[Data for this task]
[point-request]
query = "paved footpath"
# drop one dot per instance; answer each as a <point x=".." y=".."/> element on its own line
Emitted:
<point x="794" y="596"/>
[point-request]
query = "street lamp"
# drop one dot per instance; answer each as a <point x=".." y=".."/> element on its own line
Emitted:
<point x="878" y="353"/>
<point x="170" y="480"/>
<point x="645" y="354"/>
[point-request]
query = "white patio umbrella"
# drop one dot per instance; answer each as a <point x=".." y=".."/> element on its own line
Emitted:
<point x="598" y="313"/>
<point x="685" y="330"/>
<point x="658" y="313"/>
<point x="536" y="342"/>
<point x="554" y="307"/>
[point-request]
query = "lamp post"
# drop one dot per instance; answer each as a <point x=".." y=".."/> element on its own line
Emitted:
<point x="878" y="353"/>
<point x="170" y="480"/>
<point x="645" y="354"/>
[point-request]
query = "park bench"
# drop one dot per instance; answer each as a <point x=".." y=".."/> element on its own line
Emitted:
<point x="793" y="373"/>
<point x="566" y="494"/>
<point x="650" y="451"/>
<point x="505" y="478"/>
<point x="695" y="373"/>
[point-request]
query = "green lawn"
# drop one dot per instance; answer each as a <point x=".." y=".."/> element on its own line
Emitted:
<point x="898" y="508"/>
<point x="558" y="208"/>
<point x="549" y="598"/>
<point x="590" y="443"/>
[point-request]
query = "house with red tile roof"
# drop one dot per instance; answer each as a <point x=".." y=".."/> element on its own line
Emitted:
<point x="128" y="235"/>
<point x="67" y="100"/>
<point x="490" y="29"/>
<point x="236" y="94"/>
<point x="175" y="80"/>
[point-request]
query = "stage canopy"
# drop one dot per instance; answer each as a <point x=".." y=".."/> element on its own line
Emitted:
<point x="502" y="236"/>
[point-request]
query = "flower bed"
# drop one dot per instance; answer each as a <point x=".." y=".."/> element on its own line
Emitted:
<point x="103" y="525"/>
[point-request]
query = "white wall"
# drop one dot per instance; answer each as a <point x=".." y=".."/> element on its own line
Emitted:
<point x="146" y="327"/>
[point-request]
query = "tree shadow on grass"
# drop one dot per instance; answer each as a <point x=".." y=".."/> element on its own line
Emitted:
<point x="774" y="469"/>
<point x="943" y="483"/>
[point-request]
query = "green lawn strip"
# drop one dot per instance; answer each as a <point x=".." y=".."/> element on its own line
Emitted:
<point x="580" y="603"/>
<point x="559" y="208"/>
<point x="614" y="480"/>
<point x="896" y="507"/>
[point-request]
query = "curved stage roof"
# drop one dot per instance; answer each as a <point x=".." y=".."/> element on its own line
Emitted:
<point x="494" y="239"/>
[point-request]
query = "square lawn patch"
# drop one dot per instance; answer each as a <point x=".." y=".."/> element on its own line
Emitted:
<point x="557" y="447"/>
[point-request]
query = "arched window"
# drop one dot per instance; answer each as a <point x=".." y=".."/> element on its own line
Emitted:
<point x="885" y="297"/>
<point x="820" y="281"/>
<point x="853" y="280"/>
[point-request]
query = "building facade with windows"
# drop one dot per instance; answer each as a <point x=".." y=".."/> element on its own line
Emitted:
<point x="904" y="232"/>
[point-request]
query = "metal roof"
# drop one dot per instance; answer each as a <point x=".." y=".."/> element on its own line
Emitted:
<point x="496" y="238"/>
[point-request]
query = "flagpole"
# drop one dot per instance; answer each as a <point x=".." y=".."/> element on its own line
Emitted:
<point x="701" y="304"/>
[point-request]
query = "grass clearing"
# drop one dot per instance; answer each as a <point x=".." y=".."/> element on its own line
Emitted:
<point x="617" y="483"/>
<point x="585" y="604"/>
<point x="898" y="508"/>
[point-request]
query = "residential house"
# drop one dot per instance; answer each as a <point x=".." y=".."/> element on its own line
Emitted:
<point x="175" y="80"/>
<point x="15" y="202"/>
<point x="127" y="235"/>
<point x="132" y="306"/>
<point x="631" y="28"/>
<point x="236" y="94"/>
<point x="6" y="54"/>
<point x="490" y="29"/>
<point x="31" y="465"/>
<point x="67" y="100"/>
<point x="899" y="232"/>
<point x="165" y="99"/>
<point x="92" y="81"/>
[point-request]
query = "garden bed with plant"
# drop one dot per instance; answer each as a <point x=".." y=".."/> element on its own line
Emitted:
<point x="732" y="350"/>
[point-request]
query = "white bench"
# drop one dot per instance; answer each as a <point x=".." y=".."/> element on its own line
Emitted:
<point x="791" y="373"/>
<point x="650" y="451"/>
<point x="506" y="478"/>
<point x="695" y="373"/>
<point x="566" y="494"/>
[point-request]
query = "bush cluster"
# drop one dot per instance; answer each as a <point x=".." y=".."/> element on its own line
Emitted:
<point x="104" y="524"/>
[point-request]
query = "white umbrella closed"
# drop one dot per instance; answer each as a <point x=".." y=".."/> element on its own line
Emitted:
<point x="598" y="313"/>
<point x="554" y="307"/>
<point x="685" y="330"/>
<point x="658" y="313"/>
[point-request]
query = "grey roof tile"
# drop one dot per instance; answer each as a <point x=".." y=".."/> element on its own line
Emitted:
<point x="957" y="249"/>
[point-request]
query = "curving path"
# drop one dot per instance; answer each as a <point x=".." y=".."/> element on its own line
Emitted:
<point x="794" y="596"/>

[What the task asks] Copy every line of the items above that contains the string "house". Matching is case-sensitive.

[Solution to this problem]
query = "house with red tile roof"
query = "residential house"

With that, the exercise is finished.